● **Records for the task**:
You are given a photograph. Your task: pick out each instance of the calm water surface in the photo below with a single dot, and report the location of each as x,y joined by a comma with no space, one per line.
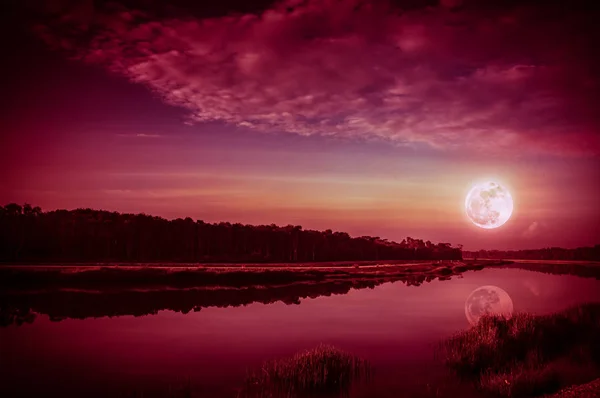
394,326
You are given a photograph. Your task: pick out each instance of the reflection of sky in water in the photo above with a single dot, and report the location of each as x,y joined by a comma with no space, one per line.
394,326
481,302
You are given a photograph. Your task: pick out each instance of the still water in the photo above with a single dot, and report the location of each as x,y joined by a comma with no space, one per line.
394,326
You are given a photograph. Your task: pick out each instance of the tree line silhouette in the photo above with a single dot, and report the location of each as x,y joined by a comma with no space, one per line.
28,234
550,253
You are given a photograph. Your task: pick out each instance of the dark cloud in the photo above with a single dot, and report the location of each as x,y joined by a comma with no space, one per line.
450,74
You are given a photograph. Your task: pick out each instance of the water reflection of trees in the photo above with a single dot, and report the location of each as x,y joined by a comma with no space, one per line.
583,270
18,307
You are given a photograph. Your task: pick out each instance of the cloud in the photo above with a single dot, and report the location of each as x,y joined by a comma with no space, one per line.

● **Exercise aim**: Reproduce each record above by retyping it exactly; omit all images.

● **Expected output**:
You are given a photograph. Your task: pick out each instance of the calm water surface in the photo below with a single dot, and report the location of each as x,y joined by a comma with no space, one per line.
394,326
You are given a photograph. Your task: pick out each instance of the reflection of sky in water in the photo above with a single dot, and report the location of each as x,y joined by a comma with no space, one per line.
394,326
481,302
You are given a photograph. Your task: pick out each instance of the still water in the photo above with a single dot, and report the location of each as x,y joined by a comma with no space, one per line.
394,326
You are given a photograph. Your task: pick out each instance of the tree line silhouette in the photo above with a single dot, and report the location of each as x,y joined by a comma with no space, one per line.
28,234
550,253
You are given a photograph. Your task: pick out each instance of the dark cloud in the photo above with a single dot, and report the location of each as x,y joined by a comma with no space, one per line.
450,74
You are given a photograph. Your task: pick out each instance of the water reflection of trees in the photo above with a single dot, and report the location of each as x,y joined by a comma with no space, one per line.
583,270
18,307
You are given a photograph. Your task: pick out each instance of the cloud in the photo above with a single dot, and report the location of each as x,y joined by a comma with no space, one per line.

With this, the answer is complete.